■ **Source extract**:
------------------------------

The main benefit is reliability. Driver code is usually lower-quality than other code that runs in kernels. The hardware itself can act weird in a way that messed the drivers up. The infamous Blue Screen of Death on Windows was usually driver errors. Isolating them in their own address space prevents errors from taking the system down. One might also use safe coding, static analysis, model-checking, etc when developing drivers themselves. Microsoft eliminated most of their blue screens with SLAM toolkit for model-checking drivers. Of the two, isolation with restarts is the easiest given you can use it on unmodified or lightly-modified drivers in many cases.

Far as security, it really depends on the design of the system and hardware. The basic, isolation mechanisms like MMU's might restrict the rogue driver enough if the attack just lets them go for other memory addresses. If it uses DMA, then they might control the DMA to indirectly hit other memory or even go for peripheral firmware. If the DMA is restricted, then maybe not. It all depends as I said on what the hardware offers you plus how the system uses it.

All these possibilities are why high-assurance security pushed in the 1980's-1990's to have formal specifications of every component, hardware and software, that map every interaction of state or flow of information. That didn't happen for most mainstream stuff. Without precise models, there's probably more attacks to come involving drivers interacting with underlying hardware that's complex. It's why I recommend simple, RISC CPU's with verified drivers for high-security applications. Quite a few folks from the old guard even use 8-16-bit microcontrollers with no DMA specifically to reduce these risks.

Far as verifying drivers, here's a sample of approaches I've seen that weren't as heavy as something like seL4:






Note: Including that last one specifically for the I/O verification part.

------------------------------

Reproduce everything in the post about isolating drivers from "All these possibilities" down to "reduce these risks.". Rely solely on the post about isolating drivers.

------------------------------

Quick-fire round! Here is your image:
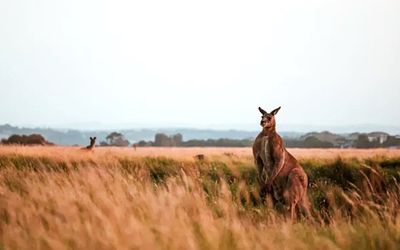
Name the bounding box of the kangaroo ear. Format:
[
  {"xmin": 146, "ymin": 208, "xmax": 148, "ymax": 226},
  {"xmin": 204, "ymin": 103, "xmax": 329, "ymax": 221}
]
[
  {"xmin": 271, "ymin": 107, "xmax": 281, "ymax": 115},
  {"xmin": 258, "ymin": 107, "xmax": 267, "ymax": 115}
]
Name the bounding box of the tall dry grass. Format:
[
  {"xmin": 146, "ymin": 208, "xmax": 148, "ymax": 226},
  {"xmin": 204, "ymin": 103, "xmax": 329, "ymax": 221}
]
[{"xmin": 0, "ymin": 147, "xmax": 400, "ymax": 249}]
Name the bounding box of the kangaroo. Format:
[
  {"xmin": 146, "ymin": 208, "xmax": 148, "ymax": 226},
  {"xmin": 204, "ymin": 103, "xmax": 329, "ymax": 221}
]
[
  {"xmin": 253, "ymin": 107, "xmax": 310, "ymax": 220},
  {"xmin": 83, "ymin": 137, "xmax": 96, "ymax": 150}
]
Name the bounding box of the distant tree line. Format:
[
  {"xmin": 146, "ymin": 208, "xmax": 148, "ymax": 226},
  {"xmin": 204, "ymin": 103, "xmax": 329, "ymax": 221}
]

------------------------------

■ **Finished task**:
All these possibilities are why high-assurance security pushed in the 1980's-1990's to have formal specifications of every component, hardware and software, that map every interaction of state or flow of information. That didn't happen for most mainstream stuff. Without precise models, there's probably more attacks to come involving drivers interacting with underlying hardware that's complex. It's why I recommend simple, RISC CPU's with verified drivers for high-security applications. Quite a few folks from the old guard even use 8-16-bit microcontrollers with no DMA specifically to reduce these risks.